◆ **Job**
Pull out every line in the entries below that contains the word "striped", matching its capitalization exactly.

◆ **Data for the task**
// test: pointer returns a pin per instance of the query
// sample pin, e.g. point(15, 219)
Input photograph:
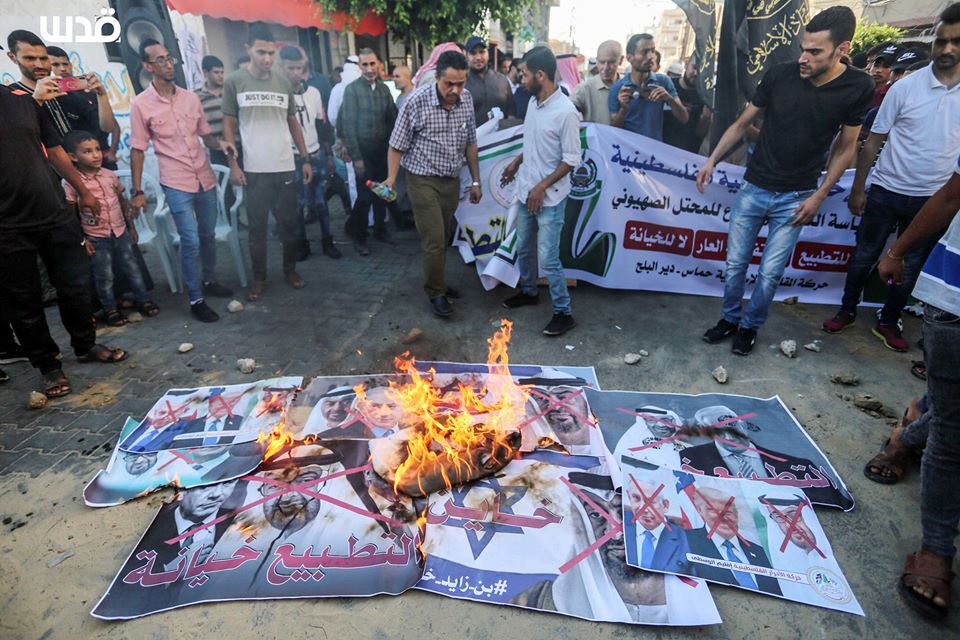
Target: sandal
point(927, 570)
point(55, 384)
point(149, 309)
point(888, 466)
point(919, 369)
point(114, 318)
point(100, 353)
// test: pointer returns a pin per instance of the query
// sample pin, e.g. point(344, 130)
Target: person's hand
point(93, 84)
point(137, 204)
point(47, 89)
point(704, 176)
point(237, 177)
point(535, 199)
point(86, 200)
point(509, 174)
point(807, 209)
point(857, 201)
point(228, 149)
point(890, 269)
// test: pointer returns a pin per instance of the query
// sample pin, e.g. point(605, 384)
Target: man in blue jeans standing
point(172, 119)
point(920, 122)
point(551, 149)
point(805, 104)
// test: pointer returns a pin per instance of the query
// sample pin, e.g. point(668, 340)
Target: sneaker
point(13, 354)
point(521, 299)
point(559, 324)
point(743, 342)
point(203, 313)
point(718, 332)
point(839, 322)
point(891, 336)
point(216, 290)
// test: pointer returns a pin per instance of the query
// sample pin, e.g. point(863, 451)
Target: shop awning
point(290, 13)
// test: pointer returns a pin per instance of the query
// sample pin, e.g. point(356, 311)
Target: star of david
point(481, 534)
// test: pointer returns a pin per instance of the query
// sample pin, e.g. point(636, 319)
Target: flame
point(455, 433)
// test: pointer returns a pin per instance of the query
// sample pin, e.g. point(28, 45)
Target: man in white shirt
point(551, 149)
point(920, 121)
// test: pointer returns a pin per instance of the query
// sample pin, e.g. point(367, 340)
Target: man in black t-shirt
point(805, 104)
point(35, 222)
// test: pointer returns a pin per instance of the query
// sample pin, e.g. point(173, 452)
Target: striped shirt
point(939, 281)
point(212, 111)
point(431, 138)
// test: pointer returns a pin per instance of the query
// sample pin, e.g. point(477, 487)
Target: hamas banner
point(635, 220)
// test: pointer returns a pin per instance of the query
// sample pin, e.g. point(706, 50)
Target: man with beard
point(812, 113)
point(721, 515)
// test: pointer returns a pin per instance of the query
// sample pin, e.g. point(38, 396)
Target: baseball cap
point(473, 42)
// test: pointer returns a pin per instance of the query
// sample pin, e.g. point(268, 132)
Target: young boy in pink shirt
point(110, 234)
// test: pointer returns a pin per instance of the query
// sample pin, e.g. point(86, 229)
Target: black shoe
point(721, 330)
point(441, 306)
point(14, 354)
point(216, 290)
point(521, 299)
point(361, 247)
point(559, 325)
point(743, 342)
point(330, 249)
point(203, 313)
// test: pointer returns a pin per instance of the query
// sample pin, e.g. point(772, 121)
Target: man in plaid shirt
point(365, 121)
point(435, 132)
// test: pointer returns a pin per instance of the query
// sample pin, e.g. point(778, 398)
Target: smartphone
point(72, 84)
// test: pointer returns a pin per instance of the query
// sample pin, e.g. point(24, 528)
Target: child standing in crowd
point(112, 233)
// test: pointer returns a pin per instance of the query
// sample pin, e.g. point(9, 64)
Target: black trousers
point(374, 158)
point(20, 294)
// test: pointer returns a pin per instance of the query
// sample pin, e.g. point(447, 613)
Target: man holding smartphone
point(637, 101)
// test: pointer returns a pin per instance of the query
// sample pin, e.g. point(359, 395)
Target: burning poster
point(546, 533)
point(719, 435)
point(311, 521)
point(742, 533)
point(208, 416)
point(130, 474)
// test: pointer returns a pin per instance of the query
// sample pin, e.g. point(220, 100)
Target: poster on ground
point(744, 534)
point(719, 435)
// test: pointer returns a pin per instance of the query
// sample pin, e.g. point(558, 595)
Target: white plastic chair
point(151, 224)
point(227, 229)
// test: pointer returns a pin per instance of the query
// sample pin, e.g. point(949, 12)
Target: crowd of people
point(293, 138)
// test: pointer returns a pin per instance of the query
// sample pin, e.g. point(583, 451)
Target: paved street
point(351, 318)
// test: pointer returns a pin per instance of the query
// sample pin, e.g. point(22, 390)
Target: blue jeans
point(195, 215)
point(538, 240)
point(754, 207)
point(940, 471)
point(102, 265)
point(885, 213)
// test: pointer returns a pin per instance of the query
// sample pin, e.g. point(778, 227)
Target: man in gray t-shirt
point(258, 104)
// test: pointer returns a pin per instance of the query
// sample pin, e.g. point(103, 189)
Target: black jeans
point(20, 294)
point(375, 168)
point(885, 213)
point(277, 192)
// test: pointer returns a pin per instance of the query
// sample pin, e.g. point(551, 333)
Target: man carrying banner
point(804, 104)
point(551, 149)
point(918, 120)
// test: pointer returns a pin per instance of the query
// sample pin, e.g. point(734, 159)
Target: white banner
point(635, 220)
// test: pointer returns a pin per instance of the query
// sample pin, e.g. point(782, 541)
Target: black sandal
point(114, 318)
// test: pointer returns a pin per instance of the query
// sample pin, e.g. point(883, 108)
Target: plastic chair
point(227, 229)
point(151, 224)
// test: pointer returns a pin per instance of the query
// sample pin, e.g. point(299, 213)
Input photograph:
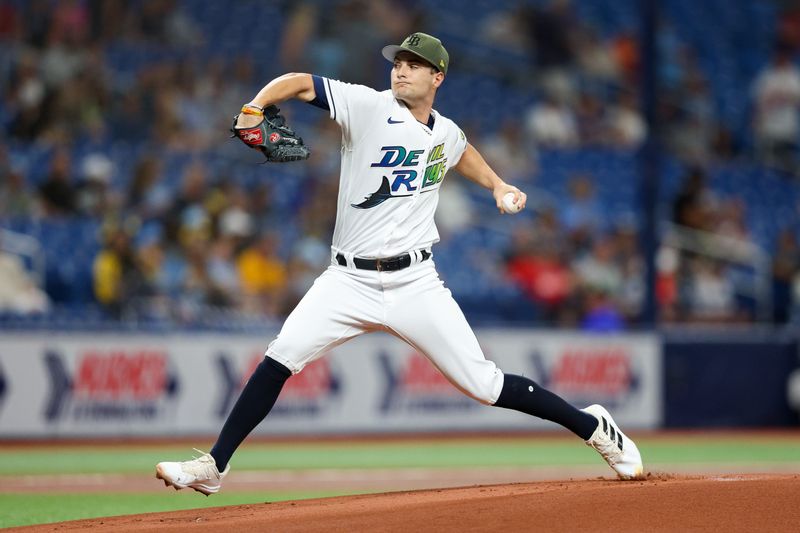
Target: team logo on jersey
point(404, 182)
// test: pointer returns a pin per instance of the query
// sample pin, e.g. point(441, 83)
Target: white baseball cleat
point(616, 448)
point(200, 473)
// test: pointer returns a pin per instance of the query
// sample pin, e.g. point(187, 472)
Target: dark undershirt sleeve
point(320, 99)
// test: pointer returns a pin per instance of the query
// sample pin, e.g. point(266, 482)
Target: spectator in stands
point(26, 93)
point(691, 207)
point(598, 271)
point(57, 193)
point(263, 276)
point(117, 275)
point(148, 197)
point(93, 194)
point(712, 296)
point(509, 153)
point(625, 125)
point(539, 270)
point(777, 111)
point(223, 276)
point(591, 118)
point(600, 313)
point(785, 269)
point(15, 198)
point(18, 292)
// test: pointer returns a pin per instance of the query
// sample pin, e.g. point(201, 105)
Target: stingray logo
point(306, 393)
point(413, 384)
point(590, 374)
point(110, 386)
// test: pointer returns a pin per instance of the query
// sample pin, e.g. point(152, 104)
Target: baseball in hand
point(509, 205)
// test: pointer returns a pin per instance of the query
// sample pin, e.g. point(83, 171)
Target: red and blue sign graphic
point(413, 384)
point(110, 385)
point(305, 394)
point(586, 374)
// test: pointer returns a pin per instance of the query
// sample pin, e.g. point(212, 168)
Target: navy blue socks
point(253, 405)
point(522, 394)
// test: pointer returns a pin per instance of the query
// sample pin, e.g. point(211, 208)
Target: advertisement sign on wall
point(117, 385)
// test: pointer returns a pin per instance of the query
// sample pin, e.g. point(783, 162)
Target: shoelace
point(201, 467)
point(607, 448)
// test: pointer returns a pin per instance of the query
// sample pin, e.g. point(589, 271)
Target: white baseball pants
point(412, 304)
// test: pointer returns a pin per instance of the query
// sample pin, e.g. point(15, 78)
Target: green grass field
point(730, 452)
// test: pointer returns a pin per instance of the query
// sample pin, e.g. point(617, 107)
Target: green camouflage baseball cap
point(423, 45)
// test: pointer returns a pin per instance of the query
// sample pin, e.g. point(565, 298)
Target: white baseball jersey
point(392, 169)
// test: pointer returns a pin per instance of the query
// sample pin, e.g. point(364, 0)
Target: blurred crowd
point(173, 245)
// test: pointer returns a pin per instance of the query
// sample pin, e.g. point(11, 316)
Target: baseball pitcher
point(396, 151)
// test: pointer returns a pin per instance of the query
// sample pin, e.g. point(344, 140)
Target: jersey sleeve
point(352, 106)
point(459, 146)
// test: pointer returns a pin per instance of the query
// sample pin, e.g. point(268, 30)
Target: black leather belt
point(387, 264)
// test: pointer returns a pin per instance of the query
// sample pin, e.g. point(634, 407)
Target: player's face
point(413, 79)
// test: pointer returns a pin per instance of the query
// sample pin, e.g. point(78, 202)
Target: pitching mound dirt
point(662, 502)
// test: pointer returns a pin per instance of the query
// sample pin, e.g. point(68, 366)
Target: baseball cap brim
point(390, 51)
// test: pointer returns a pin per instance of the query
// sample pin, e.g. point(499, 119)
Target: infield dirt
point(730, 503)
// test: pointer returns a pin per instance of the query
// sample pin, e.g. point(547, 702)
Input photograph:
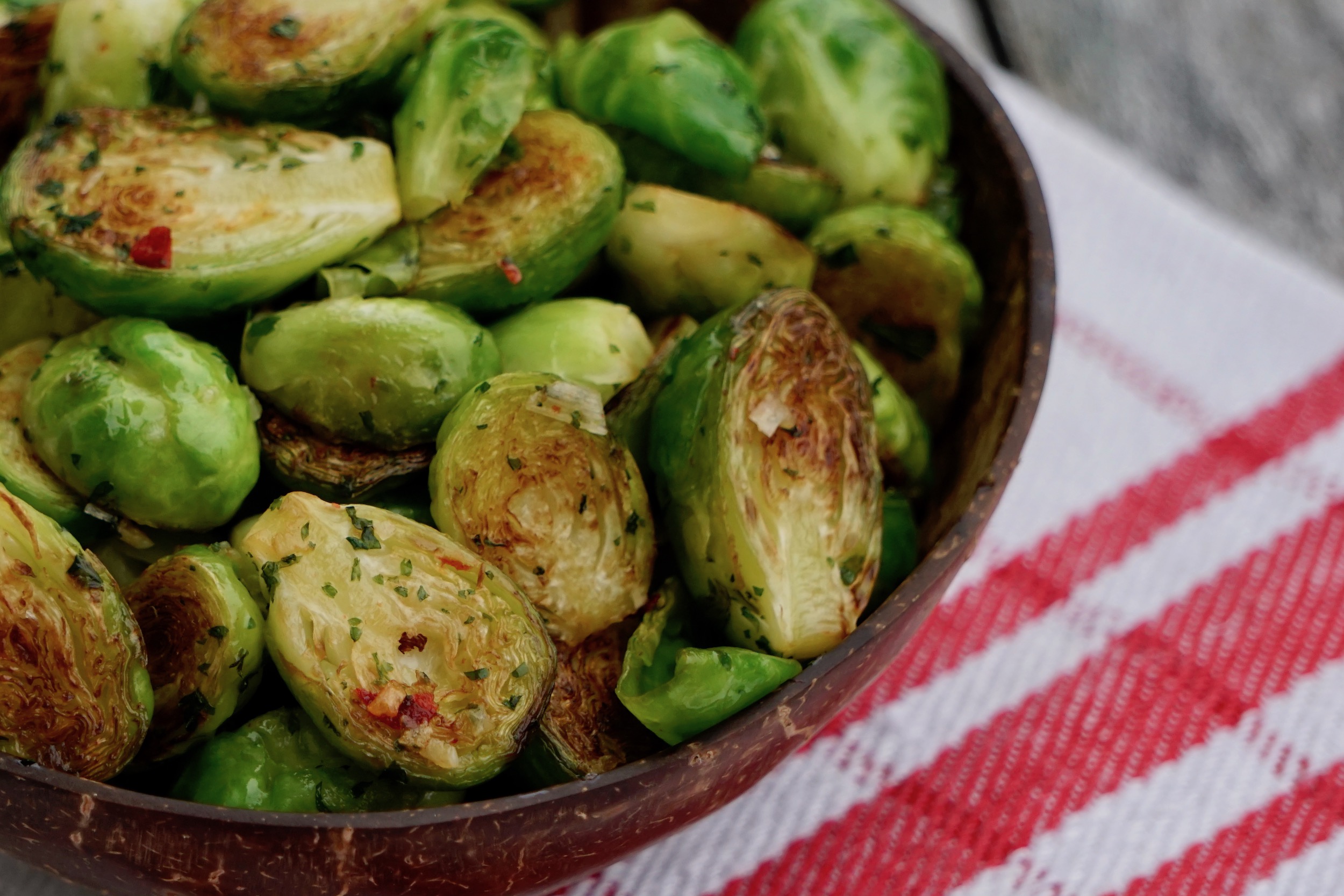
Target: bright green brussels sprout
point(527, 472)
point(375, 371)
point(907, 291)
point(147, 422)
point(587, 731)
point(467, 100)
point(20, 469)
point(678, 690)
point(902, 436)
point(402, 645)
point(668, 80)
point(589, 342)
point(74, 692)
point(681, 253)
point(296, 60)
point(280, 762)
point(531, 226)
point(848, 87)
point(160, 214)
point(111, 53)
point(765, 451)
point(303, 461)
point(203, 636)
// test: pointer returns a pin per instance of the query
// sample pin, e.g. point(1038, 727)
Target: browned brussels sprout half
point(74, 691)
point(527, 472)
point(203, 634)
point(765, 451)
point(402, 645)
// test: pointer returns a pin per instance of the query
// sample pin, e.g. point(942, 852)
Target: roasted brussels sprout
point(280, 762)
point(902, 436)
point(681, 253)
point(907, 291)
point(587, 731)
point(468, 97)
point(303, 461)
point(147, 422)
point(402, 645)
point(668, 80)
point(111, 53)
point(203, 637)
point(375, 371)
point(527, 472)
point(531, 226)
point(299, 60)
point(678, 690)
point(848, 87)
point(765, 451)
point(589, 342)
point(160, 214)
point(74, 692)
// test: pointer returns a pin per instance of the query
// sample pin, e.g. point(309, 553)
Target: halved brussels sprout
point(678, 690)
point(296, 60)
point(907, 291)
point(531, 226)
point(303, 461)
point(686, 254)
point(848, 87)
point(765, 450)
point(402, 645)
point(668, 80)
point(902, 436)
point(587, 731)
point(147, 422)
point(111, 53)
point(162, 214)
point(374, 371)
point(203, 637)
point(74, 692)
point(589, 342)
point(527, 472)
point(280, 762)
point(468, 97)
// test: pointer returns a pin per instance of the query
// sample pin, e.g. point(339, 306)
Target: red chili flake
point(154, 249)
point(511, 270)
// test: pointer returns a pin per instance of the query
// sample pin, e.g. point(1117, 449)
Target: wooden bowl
point(135, 844)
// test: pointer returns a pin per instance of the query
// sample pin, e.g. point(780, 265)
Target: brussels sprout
point(589, 342)
point(468, 97)
point(146, 421)
point(527, 473)
point(848, 87)
point(587, 731)
point(668, 80)
point(305, 462)
point(299, 60)
point(531, 226)
point(405, 647)
point(902, 436)
point(280, 762)
point(203, 636)
point(907, 291)
point(678, 690)
point(377, 371)
point(74, 692)
point(160, 214)
point(681, 253)
point(765, 451)
point(111, 53)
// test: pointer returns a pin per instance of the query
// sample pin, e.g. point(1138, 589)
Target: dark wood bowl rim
point(949, 553)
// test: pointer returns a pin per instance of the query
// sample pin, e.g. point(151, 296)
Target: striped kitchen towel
point(1136, 685)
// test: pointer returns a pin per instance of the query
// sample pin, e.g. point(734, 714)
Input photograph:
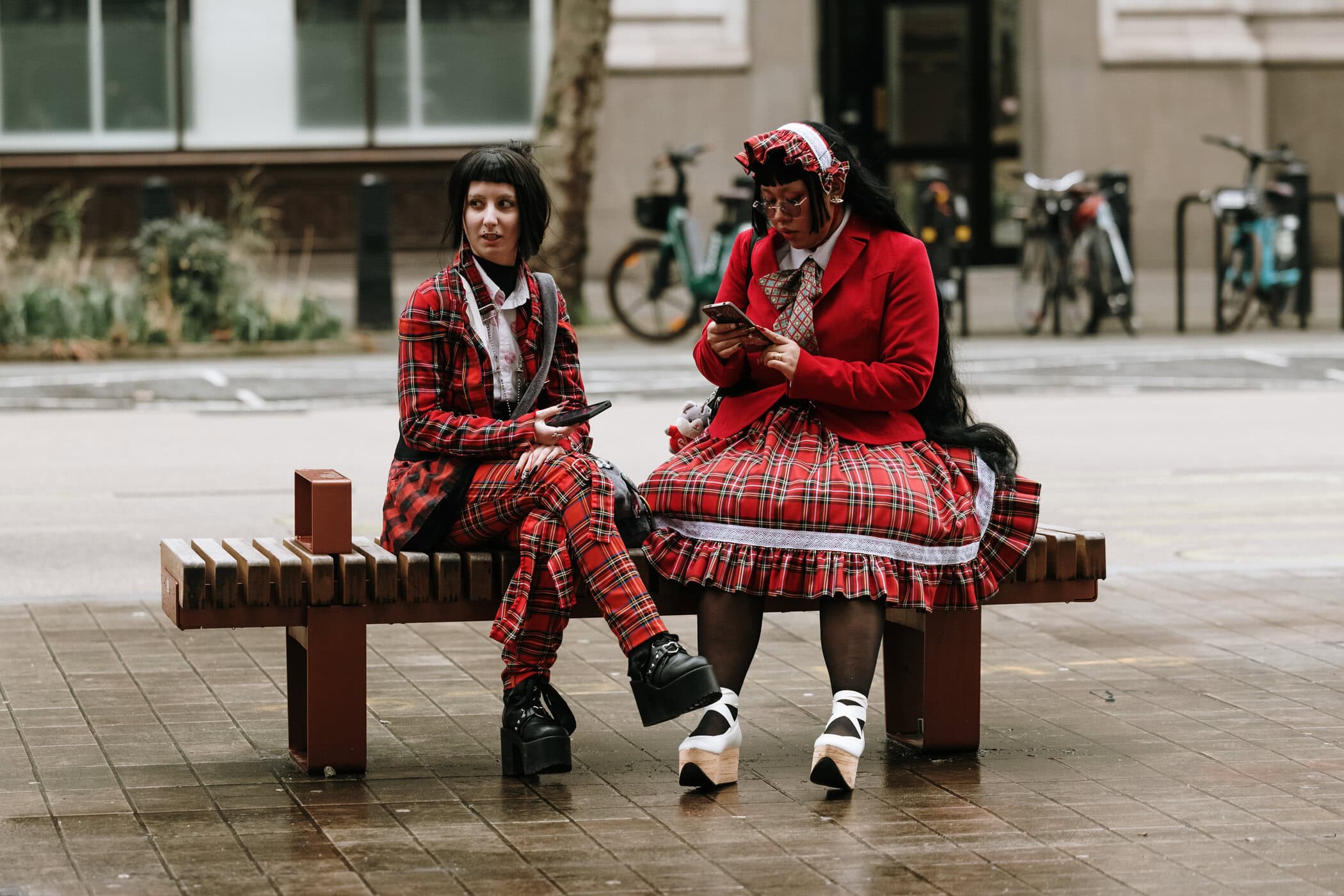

◆ **Result below**
Target: striped shirt
Target: striped kitchen towel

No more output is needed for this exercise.